**SOURCE DOCUMENT**
* * * * * * * * *

Emil and the Detectives is available now on DVD.
Berlin, 1931. In one part of town, Peter Lorre’s child-killer Hans Beckert is stalking the streets, preying on children who get separated from the crowd. In another, only a shade less menacing, young Emil is arriving on a train from the provinces, divested of the money his mother gave him by the boiled-sweet-offering stranger sitting across from him in the carriage.
These two early German sound films – Fritz Lang’s M and Gerhard Lamprecht’s Emil and the Detectives (both 1931) – portray a bustling metropolis where ne’er-do-wells lurk to ensnare or defraud the unsuspecting. But where Lang’s film condemns police, underworld and public alike in its vision of a morally corrupt society seeking a scapegoat, the boy hero of Lamprecht’s film triumphs over wrongdoing, marshalling a people’s army of pint-sized waifs and strays to help catch the thief.
Erich Kästner’s 1929 source novel, illustrated by Walter Trier, differs from other landmarks of children’s literature in offering no wonderlands, wonderful wizards or enchanted wardrobes. Instead, it takes place in a very real Berlin, where the sights and sounds of the modern city provide peril and excitement enough for its impressionable young adventurer.
10 to try
Each of the recommendations included here is available to view in the UK.
Full of the dynamic visual prowess of the German cinema of the time, Lamprecht’s adaptation – from a screenplay by the young Billy Wilder and an uncredited Emeric Pressburger – adroitly captures the sense of the city in all its bewildering density and movement. Admirably unsentimental as a kid’s film, it doubles as a valuable street-level snapshot of the German capital in the immediate pre-Nazi years and as one of cinema’s most perfect transpositions of a children’s bedtime classic to the screen.
To celebrate its release on DVD (which also includes a rare 1935 British film of the story as an extra feature), settle in for 10 more timeless big-screen versions of vintage children’s novels.
The Wizard of Oz (1939)
Director Victor Fleming
Dorothy lived in the midst of the great Kansas prairies, with Uncle Henry, who was a farmer, and Aunt Em, who was the farmer’s wife. Their house was small, for the lumber to build it had to be carried by wagon many miles.
– The Wonderful Wizard of Oz by L. Frank Baum (1900)
With this unassuming ‘Open Sesame’ begins L. Frank Baum’s 1900 novel The Wonderful Wizard of Oz, the story of a bored young girl in farmland America who’s whisked off to the magical land of Oz during a cyclone. Theatre and early cinema versions of Baum’s story began to appear soon after publication, with Sam Raimi the most recent director to tackle the story, in Oz the Great and Powerful (2013).
But MGM’s 1939 musical version is definitive, almost eclipsing its literary source with its dazzling Technicolor versions of the Yellow Brick Road, the Emerald City, the Wicked Witch of the West, and Dorothy’s affable companions, the Scarecrow, Tin Man and Cowardly Lion. Judy Garland stole hearts the world over as a gingham-dressed Dorothy dreaming of somewhere over the rainbow.

* * * * * * * * *

**EXTRACTED INFORMATION**
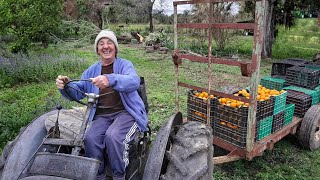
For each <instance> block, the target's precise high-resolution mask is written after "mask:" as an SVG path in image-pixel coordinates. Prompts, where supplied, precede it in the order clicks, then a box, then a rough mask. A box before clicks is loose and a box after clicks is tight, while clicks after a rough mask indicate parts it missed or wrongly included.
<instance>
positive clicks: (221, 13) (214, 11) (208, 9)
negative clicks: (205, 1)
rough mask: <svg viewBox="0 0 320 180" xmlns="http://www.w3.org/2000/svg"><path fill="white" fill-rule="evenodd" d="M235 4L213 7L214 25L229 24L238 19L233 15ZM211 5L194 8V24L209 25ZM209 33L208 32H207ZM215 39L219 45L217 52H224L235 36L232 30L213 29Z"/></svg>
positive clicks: (192, 21)
mask: <svg viewBox="0 0 320 180" xmlns="http://www.w3.org/2000/svg"><path fill="white" fill-rule="evenodd" d="M232 5H233V2H225V3H215V4H214V5H213V12H212V13H213V19H212V22H213V23H228V22H233V21H234V19H236V17H235V16H233V15H232V14H231V6H232ZM208 12H209V5H207V4H205V5H204V4H196V5H194V6H193V8H192V14H193V16H192V20H191V22H193V23H209V13H208ZM205 33H207V32H205ZM212 34H213V37H214V39H215V42H216V44H217V50H223V49H224V48H225V46H226V44H227V42H228V40H229V39H230V38H231V37H232V36H233V34H234V33H233V32H232V30H228V29H213V30H212Z"/></svg>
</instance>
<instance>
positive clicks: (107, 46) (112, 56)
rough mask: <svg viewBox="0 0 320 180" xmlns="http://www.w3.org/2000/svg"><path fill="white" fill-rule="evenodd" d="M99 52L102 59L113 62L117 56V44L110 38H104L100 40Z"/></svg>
mask: <svg viewBox="0 0 320 180" xmlns="http://www.w3.org/2000/svg"><path fill="white" fill-rule="evenodd" d="M97 48H98V54H99V55H100V57H101V60H102V61H105V62H112V61H113V60H114V59H115V57H116V46H115V45H114V43H113V41H111V40H110V39H108V38H102V39H100V40H99V41H98V46H97Z"/></svg>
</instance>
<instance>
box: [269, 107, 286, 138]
mask: <svg viewBox="0 0 320 180" xmlns="http://www.w3.org/2000/svg"><path fill="white" fill-rule="evenodd" d="M284 116H285V111H281V112H279V113H278V114H275V115H273V120H272V130H271V133H274V132H277V131H278V130H280V129H281V128H282V127H283V123H284Z"/></svg>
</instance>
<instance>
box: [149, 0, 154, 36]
mask: <svg viewBox="0 0 320 180" xmlns="http://www.w3.org/2000/svg"><path fill="white" fill-rule="evenodd" d="M153 4H154V1H150V4H149V7H148V8H149V9H148V11H149V12H148V13H149V31H150V32H153V30H154V29H153V15H152V7H153Z"/></svg>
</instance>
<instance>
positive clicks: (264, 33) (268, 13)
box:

* * * * * * * * *

**EXERCISE DIRECTIONS**
Resume the article on film versions of children's novels where it stops, after the paragraph about Judy Garland as Dorothy. The records play no part in what is asked here.

**EXERCISE RESULT**
Five on a Treasure Island (1957)
Director Gerald Landau
‘Mum, have you decided about our summer holidays yet?’ said Julian, at the breakfast-table. ‘Can we go to Polseath as usual?’ ‘I’m afraid not,’ said his mother. ‘They’re full up this year.’ The three children looked at one another in great disappointment. They loved the house at Polseath, and the beach was perfect for swimming.
– Five on a Treasure Island by Enid Blyton (1942)
As every Enid Blyton-reading child knows, Julian and his two siblings, Dick and Anne, settle for a holiday at their Uncle Quentin’s instead, where – in company with their tomboy cousin George and her dog Timmy – the ‘Famous Five’ become embroiled in the hunt for treasure around Kirrin Island.
In the late 50s, kids returned week after week to catch up with the Five’s adventure in this matinee serial from the Children’s Film Foundation. Directed by Gerald Landau, it charmingly captures the spirit of Blyton’s original. For any child who thrills to the idea of treasure maps, shipwrecks and ruined castles, these eight episodes of hijinks and derring-do remain manna from heaven.
Journey to the Center of the Earth (1959)
Director Henry Levin
On 24 May 1863, which was a Sunday, my uncle, Professor Lidenbrock, came rushing back towards his little house, No, 19 Königstrasse, one of the oldest streets in the old quarter of Hamburg.
– Journey to the Centre of the Earth by Jules Verne (1864)
The French bristle at the idea of the novels of Jules Verne being classified as children’s literature, but in the English-speaking world abridged editions of his best-known works have long been book-at-bedtime staples. In the opening pages of Journey to the Centre of the Earth, Professor Lidenbrock hurries home to examine his latest purchase: an Icelandic manuscript containing an ancient code describing a route into the interior of our planet via a dormant volcano.
This 1959 film produced by 20th Century Fox is the best of several movie versions, with James Mason on good, gruff form as Lidenbrock, superbly realised production design of the phosphorescence-lit bowels of the earth, and some delightful dinosaur effects.
Swiss Family Robinson (1960)
Director Ken Annakin
For many days we had been tempest-tossed. Six times had the darkness closed over a wild and terrific scene, and returning light as often brought but renewed distress, for the raging storm increased in fury until the seventh day all hope was lost.
– The Swiss Family Robinson by Johann David Wyss (1812)
Modelled on Daniel Defoe’s 1719 novel Robinson Crusoe, Johann David Wyss’s The Swiss Family Robinson expanded its castaway count to include an entire family stranded on an island in the East Indies after their ship is sunk during a tempest.
Walt Disney’s 1960 adaptation takes a number of liberties with the original, but only accentuates the appeal with wonderfully elaborate treehouses, booby traps and the addition of a gang of pirates to imperil the family’s idyllic island homestead. John Mills features as the resourceful patriarch, alongside a colourful menagerie of exotic animal stars.
Mary Poppins (1964)
Director Robert Stevenson
If you want to find Cherry Tree Lane all you have to do is ask the Policeman at the crossroads. He will push his helmet slightly to one side, scratch his head thoughtfully, and then he will point his huge white-gloved finger and say: “First to your right, second to your left, sharp right again, and you’re there. Good morning.”
– Mary Poppins by P.L. Travers (1934)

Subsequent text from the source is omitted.